Exercise prompt =>
Retype each entry below exactly as it stands.

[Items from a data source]
- - - - - - -

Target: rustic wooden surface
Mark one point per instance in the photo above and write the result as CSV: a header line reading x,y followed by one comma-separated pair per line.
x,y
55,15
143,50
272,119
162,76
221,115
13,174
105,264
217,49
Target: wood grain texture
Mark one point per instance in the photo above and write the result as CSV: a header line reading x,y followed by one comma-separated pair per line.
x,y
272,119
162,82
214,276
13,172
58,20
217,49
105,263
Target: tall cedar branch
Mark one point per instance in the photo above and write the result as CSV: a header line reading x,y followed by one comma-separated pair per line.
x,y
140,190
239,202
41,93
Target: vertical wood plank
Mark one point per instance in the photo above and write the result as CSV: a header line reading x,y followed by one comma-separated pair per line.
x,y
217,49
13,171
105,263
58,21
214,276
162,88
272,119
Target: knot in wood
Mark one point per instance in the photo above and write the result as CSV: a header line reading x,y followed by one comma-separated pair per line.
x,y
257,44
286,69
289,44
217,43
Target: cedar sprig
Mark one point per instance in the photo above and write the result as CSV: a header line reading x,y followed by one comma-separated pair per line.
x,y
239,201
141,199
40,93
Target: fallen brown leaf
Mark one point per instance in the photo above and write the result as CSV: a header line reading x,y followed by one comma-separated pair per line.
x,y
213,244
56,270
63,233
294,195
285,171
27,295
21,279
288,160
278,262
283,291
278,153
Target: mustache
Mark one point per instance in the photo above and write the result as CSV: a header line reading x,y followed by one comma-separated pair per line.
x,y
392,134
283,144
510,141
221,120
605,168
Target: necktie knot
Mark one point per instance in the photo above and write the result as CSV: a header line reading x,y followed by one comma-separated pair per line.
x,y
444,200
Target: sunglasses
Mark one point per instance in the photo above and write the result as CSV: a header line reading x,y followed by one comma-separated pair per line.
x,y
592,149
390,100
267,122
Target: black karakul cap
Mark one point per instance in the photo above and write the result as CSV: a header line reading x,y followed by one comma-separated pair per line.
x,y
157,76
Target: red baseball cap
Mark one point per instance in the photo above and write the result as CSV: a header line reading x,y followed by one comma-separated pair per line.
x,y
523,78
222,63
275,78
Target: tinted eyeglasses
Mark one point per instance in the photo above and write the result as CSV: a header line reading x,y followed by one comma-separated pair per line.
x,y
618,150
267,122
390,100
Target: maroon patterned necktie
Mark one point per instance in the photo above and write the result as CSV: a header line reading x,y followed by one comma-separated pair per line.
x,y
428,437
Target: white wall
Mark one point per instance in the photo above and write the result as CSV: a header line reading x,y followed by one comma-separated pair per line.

- - - - - - -

Reply =>
Target: rustic wooden surface
Mark one point per instance in the photo above and write the result as CSV: a header line reading x,y followed by one comma-separated pair per line.
x,y
55,15
143,50
272,119
162,76
221,115
13,174
105,264
217,49
Target: wood grain texture
Mark one point per instance in the photo above and write the result as CSV: a header line reading x,y followed by one comma-separated pair per line.
x,y
272,119
162,82
214,276
13,172
58,20
217,49
105,263
Target: tall cedar branch
Mark one point per instance in the photo above and write the result as CSV: a header line reading x,y followed by one comma-separated pair per line.
x,y
140,190
239,202
41,93
Target: vertical wood plank
Mark one point per instance in the photo above and write the result as CSV: a header line reading x,y followed by one comma-separated pair per line.
x,y
217,49
13,171
105,263
58,21
214,276
162,88
272,119
Target: knot in wood
Mark one point per instance in the photo above and write the result as CSV: a header line reading x,y followed by one comma-separated pair per line.
x,y
257,44
286,69
289,44
217,43
Target: cedar sprig
Mark one point per instance in the photo above and write the result as CSV: a header line reading x,y followed by one comma-separated pair per line.
x,y
239,201
141,199
40,93
Target: fallen brown leaf
Mark one point per instance in the photo above and write the result as CSV: a header line reading x,y followed by one comma-separated pair per line.
x,y
213,244
56,270
63,233
294,195
285,171
27,295
21,279
288,160
278,262
283,291
278,153
Target: mustache
Mark one point per instance in the photo above and write the result as CSV: a header line reading x,y followed by one comma-separated pair per line.
x,y
392,134
283,144
510,141
221,120
605,168
Target: necktie knot
Mark one point per instance in the photo above and write the result as CSV: a header line reading x,y followed by one comma-separated pair per line.
x,y
444,200
Target: sunglasses
Mark one point per instance in the photo above and write the result as CSV: a header line reading x,y followed by one comma-separated pair per line.
x,y
592,149
390,100
267,122
Target: black karakul cap
Mark one point per instance in the photo above and write the result as CSV: a header line reading x,y followed by one comma-separated pair per line.
x,y
157,76
Target: red baseball cap
Mark one point per instance in the photo above and write the result as CSV: a header line reading x,y followed by one comma-separated pair per line.
x,y
523,78
222,63
275,78
Target: tinted eyeglasses
Mark one point per instance in the photo above and write the result as CSV: a header line reading x,y followed by one comma-separated pair per line.
x,y
618,150
267,122
390,100
Target: maroon patterned necktie
Mark one point per instance in the photo above and write the result as CSV: a header line reading x,y followed by one comma-separated pair per line.
x,y
428,437
Target: white wall
Mark one point per instance in the photo above and write the result as CSV: a header line reading x,y followed by one comma-separated pair per line.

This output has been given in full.